PROBLEM REQUIREMENTS: Could you give back the part of the material that opens with the line containing "In this photo, where can the white pickup" and runs through the end of the material, swapping "swan" for "goose" and leaving everything else unchanged?

PROVIDED RECORDS:
□ □ □ □ □ □ □

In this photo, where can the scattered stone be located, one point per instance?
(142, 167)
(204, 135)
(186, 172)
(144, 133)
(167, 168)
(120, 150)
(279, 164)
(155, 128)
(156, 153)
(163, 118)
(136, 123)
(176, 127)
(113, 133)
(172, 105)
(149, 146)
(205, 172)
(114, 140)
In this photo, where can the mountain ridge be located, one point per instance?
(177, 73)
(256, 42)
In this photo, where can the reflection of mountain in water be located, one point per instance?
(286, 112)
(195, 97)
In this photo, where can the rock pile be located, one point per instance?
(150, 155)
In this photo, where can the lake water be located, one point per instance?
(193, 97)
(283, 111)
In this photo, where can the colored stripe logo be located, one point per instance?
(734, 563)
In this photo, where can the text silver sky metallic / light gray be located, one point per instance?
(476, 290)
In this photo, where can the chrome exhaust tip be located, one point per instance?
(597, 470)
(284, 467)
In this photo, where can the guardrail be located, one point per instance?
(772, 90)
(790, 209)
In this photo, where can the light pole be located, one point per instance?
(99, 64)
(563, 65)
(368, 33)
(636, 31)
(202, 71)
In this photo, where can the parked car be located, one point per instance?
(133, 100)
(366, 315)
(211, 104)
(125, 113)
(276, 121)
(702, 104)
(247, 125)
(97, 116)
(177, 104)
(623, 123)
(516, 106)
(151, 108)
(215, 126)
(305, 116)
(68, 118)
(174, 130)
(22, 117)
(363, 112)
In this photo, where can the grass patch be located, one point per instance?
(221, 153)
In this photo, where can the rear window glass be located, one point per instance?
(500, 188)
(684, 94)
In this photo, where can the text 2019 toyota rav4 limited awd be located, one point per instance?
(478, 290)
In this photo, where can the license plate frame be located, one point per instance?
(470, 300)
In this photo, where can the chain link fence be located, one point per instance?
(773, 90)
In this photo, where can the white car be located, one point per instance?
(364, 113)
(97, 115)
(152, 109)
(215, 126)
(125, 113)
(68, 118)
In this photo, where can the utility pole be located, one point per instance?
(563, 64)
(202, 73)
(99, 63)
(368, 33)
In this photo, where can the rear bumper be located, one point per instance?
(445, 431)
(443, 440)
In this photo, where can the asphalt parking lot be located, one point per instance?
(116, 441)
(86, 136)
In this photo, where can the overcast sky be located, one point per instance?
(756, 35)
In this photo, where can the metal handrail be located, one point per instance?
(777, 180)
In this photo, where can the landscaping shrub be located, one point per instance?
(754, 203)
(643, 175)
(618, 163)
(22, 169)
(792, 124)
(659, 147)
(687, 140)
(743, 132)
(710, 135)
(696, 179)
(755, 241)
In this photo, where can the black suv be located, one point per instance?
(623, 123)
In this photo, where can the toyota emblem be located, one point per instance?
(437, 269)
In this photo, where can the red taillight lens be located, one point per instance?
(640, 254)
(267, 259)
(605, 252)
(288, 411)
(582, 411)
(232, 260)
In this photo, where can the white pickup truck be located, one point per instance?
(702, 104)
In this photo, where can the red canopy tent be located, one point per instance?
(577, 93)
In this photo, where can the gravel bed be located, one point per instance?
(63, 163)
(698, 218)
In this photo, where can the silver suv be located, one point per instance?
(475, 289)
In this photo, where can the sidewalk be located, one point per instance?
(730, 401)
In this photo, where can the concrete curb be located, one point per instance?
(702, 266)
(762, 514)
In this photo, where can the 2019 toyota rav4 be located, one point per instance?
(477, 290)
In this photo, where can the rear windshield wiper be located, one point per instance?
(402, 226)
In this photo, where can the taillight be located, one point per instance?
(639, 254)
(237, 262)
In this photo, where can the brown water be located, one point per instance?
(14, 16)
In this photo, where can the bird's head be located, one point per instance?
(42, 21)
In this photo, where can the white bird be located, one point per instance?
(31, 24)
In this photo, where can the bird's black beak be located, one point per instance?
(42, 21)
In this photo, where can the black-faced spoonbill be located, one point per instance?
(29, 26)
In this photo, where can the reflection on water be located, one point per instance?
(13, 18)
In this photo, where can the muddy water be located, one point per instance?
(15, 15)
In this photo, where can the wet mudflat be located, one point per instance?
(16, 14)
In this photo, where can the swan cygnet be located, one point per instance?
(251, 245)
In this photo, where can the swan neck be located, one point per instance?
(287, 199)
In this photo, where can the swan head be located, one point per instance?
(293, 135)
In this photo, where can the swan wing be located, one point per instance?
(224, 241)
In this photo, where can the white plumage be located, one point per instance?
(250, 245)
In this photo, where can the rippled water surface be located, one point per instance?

□ □ □ □ □ □ □

RESULT BELOW:
In this photo, where can the white pickup truck be located, one point per instance?
(702, 104)
In this photo, where can the red canopy tent be located, one point per instance?
(577, 93)
In this photo, where can the gravel bed be located, one point per instance?
(63, 163)
(698, 218)
In this photo, where can the silver suv be located, one point per instance?
(475, 289)
In this photo, where can the sidewalk be located, one point per instance?
(730, 401)
In this photo, where can the concrete curb be located, one point per instance?
(702, 266)
(762, 514)
In this photo, where can the 2019 toyota rav4 be located, one point per instance?
(477, 290)
In this photo, where can the rear windshield wiper be located, one point per instance?
(402, 226)
In this photo, where can the taillight be located, one point per instance?
(639, 254)
(237, 262)
In this photo, where can the brown water be located, one point per instance?
(14, 16)
In this photo, where can the bird's head be located, one point per instance?
(42, 21)
In this photo, where can the white bird be located, one point per instance?
(31, 24)
In this photo, where can the bird's black beak be located, one point per instance?
(42, 21)
In this photo, where can the black-faced spoonbill be located, one point per instance?
(29, 26)
In this photo, where can the reflection on water be located, one point per instance?
(13, 18)
In this photo, where can the muddy water be located, one point per instance?
(15, 15)
In this photo, where can the wet mudflat be located, one point per instance?
(16, 14)
In this photo, where can the goose cygnet be located, one point per instance?
(251, 245)
In this photo, where can the goose neck be located, one point per instance?
(287, 199)
In this photo, where can the goose head be located, one point per instance?
(293, 135)
In this photo, where can the goose wing be located, one point per instance?
(224, 241)
In this photo, where can the white plumage be located, one point per instance?
(250, 245)
In this photo, where can the rippled water surface be located, one point per instance?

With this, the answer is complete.